**Article**:

--*--

Alors qu’un énième sommet européen qui s’est tenu aujourd’hui même [ce 26 juin 2015] marque une étape supplémentaire dans la construction de la forteresse Europe, 150 migrant·e·s, réfugié·e·s ou pas, continuent d’opposer une résistance acharnée, auto-organisée et exemplaire sur les rochers de Vintimille.
Tandis que les déportations de masse se banalisent dans toute l’Europe sans aucun respect du cadre légal de Schengen, tandis que toutes les frontières d’un espace soit-disant de liberté se voient remilitarisées, la résistance s’organise : les migrant·e·s ne sont pas disposé·e·s à être traité·e·s comme de simple marchandises et, comme sur ces rochers, parlent avec leurs corps.
Les actes de résistance et d’insubordination, eux aussi, se multiplient dans une indifférence quasi-générale. Ce fut le cas mercredi dernier dans le centre d’accueil de Crotone. Dans un lieu surbondé, les autorités ont tenté de forcer physiquement certains migrant·e·s à fournir leurs empreintes digitales. Ceux-ci se sont révolté·e·s, permettant à une vingtaine d’entre eux de retrouver la liberté.

--*--

**Travail à réaliser**:
1. Résumez l'article en deux phrases.
2. Réécrivez le passage de l'article qui commence par « Alors qu’un énième » et se poursuit jusqu'à « rochers de Vintimille. », en remplaçant « sommet européen » par « conseil européen ».

**Entrées**:
--*--

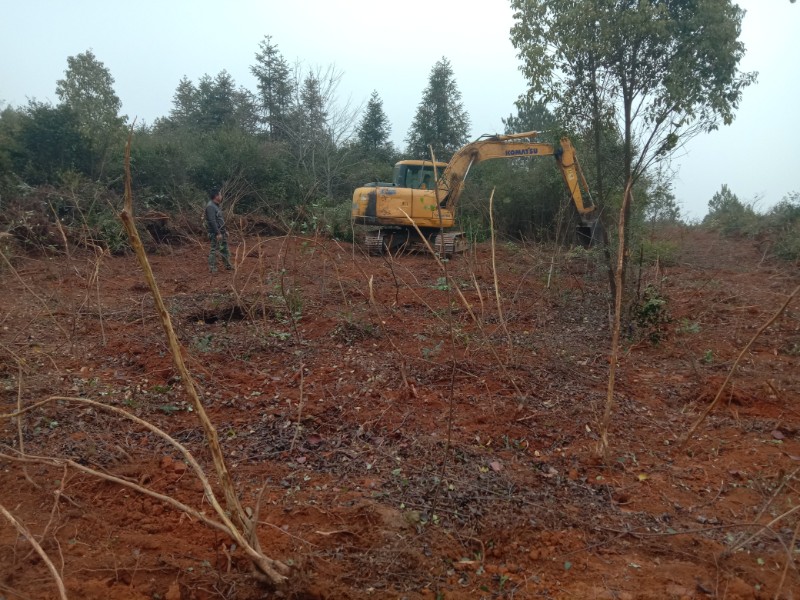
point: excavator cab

--*--

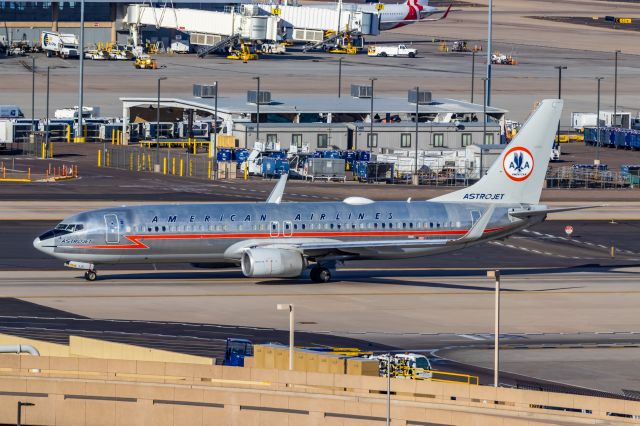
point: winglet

--*--

**Corrigé des exercices**:
1. Le 26 juin 2015, jour d'un nouveau sommet européen, 150 migrant·e·s poursuivent une résistance auto-organisée sur les rochers de Vintimille, tandis que les déportations de masse se banalisent et que les frontières sont remilitarisées. Les actes de résistance se multiplient également, comme au centre d'accueil de Crotone, où des migrant·e·s que les autorités tentaient de forcer à fournir leurs empreintes digitales se sont révolté·e·s, ce qui a permis à une vingtaine d'entre eux de retrouver la liberté.

2.
Alors qu’un énième conseil européen qui s’est tenu aujourd’hui même [ce 26 juin 2015] marque une étape supplémentaire dans la construction de la forteresse Europe, 150 migrant·e·s, réfugié·e·s ou pas, continuent d’opposer une résistance acharnée, auto-organisée et exemplaire sur les rochers de Vintimille.